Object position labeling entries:
[start]
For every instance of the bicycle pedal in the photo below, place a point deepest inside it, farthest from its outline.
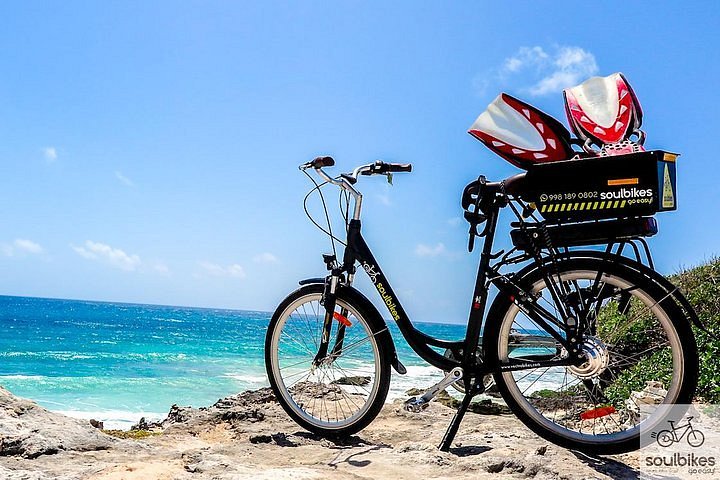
(415, 405)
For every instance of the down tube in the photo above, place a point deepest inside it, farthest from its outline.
(417, 340)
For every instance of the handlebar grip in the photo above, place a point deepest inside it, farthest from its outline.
(399, 167)
(320, 162)
(381, 167)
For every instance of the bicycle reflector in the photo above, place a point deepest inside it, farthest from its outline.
(520, 133)
(597, 412)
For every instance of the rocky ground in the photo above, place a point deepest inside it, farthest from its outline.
(248, 436)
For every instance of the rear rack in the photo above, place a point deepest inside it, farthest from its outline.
(531, 236)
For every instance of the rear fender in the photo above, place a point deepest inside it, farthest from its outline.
(378, 325)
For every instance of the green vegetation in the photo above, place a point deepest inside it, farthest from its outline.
(132, 434)
(701, 285)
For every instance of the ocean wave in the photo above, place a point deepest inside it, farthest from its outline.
(114, 419)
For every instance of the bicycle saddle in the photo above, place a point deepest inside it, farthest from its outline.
(520, 133)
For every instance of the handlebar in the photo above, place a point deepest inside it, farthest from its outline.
(347, 180)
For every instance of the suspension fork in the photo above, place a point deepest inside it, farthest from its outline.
(329, 301)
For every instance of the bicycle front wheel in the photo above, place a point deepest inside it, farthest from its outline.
(638, 347)
(341, 393)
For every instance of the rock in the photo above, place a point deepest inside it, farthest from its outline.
(28, 430)
(255, 439)
(97, 424)
(482, 407)
(357, 381)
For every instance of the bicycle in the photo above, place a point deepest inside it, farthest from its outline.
(562, 304)
(581, 344)
(695, 438)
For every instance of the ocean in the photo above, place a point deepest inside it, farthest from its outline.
(119, 362)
[end]
Set problem » Keep only the lines from the one containing "For every instance of the green" to the end of the entries, and repeat them exactly.

Exercise response »
For every instance of the green vegetation in the photo above, place a point deepest inside it, farthest from its outline.
(132, 434)
(701, 285)
For every instance of the ocean wave in the photo above, place a point deepest inside it, farthest from its outline.
(114, 419)
For every instance of the bicycle saddle in the photo above, place a point deepest inside it, farthest from its outline.
(520, 133)
For every instance of the handlebar in the photo above, place a point deepest inside it, farthest from its outline.
(347, 180)
For every instance of the suspension fork in the photo above, place a point deepest inside it, farthest from its outline.
(329, 301)
For every instance of the bicycle front wheel in the photo above, place a point deepest inside it, farthest from its outline.
(638, 347)
(341, 393)
For every instance of the rock in the photo above, place a point deepest inside it, farthest from its outline.
(28, 430)
(255, 439)
(97, 424)
(482, 407)
(357, 381)
For every instance of the bicycle in the photo above, place a point deepest inside it, farthest from its outline.
(562, 304)
(581, 344)
(695, 438)
For every instance of the ocean in the photo above, place a point deepest inside it, farthest from its outline.
(119, 362)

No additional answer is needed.